> **EXERCISE GOAL**
Rewrite the entries from the line with "I need to find every patch" up to and including the line with "left=280, top=388, right=340, bottom=427" in full, shifting every coordinate in the answers by -98.

> **RECORDS FOR THIS EXERCISE**
▽

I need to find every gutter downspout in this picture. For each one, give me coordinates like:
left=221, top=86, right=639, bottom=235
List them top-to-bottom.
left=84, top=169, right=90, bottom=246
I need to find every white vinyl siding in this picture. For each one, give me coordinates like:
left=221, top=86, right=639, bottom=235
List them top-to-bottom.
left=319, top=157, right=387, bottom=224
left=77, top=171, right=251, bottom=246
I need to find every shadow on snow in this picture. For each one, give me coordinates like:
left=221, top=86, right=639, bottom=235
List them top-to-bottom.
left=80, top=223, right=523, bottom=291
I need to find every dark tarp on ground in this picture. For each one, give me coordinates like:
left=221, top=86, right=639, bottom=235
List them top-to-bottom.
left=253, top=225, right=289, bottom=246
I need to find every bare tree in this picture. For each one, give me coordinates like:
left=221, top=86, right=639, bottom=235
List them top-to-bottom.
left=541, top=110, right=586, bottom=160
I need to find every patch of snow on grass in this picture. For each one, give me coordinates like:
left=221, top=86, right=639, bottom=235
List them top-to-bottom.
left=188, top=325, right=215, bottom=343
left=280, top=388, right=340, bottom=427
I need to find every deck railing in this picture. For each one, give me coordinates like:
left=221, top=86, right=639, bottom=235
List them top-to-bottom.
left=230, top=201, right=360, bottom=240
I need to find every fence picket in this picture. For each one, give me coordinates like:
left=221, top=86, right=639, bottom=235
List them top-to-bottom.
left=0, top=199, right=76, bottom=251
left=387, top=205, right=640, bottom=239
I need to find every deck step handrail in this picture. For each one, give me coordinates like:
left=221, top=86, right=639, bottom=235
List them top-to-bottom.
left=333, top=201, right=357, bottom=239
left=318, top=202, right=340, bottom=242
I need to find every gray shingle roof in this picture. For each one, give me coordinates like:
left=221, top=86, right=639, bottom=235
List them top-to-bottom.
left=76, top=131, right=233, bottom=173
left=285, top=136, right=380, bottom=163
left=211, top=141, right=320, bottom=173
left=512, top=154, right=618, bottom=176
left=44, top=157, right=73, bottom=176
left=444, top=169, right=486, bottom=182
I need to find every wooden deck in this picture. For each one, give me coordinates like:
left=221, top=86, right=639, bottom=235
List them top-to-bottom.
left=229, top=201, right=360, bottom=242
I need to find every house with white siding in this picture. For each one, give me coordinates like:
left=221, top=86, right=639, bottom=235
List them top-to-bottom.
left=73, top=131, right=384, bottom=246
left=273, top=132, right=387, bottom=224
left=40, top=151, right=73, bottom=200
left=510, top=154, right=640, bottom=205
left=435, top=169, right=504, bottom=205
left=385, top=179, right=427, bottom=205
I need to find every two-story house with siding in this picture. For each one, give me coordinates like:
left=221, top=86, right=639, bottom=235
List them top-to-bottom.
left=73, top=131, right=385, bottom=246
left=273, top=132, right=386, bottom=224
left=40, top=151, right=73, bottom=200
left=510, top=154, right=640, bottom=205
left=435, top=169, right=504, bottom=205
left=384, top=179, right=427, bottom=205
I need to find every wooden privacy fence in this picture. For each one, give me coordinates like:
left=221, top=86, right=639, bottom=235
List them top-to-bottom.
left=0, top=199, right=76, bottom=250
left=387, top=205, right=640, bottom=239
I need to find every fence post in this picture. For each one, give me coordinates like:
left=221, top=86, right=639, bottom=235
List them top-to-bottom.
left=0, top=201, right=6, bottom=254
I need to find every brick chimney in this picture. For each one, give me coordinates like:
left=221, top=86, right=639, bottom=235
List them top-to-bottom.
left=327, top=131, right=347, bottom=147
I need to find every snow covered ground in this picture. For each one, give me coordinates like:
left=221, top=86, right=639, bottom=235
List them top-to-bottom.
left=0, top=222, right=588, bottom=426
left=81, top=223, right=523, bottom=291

△

> **COMPLETED EXERCISE**
I need to find every patch of snow on grass in this picture. For each one, give me coordinates like:
left=221, top=86, right=639, bottom=235
List them top-to-bottom.
left=90, top=227, right=117, bottom=245
left=182, top=290, right=242, bottom=329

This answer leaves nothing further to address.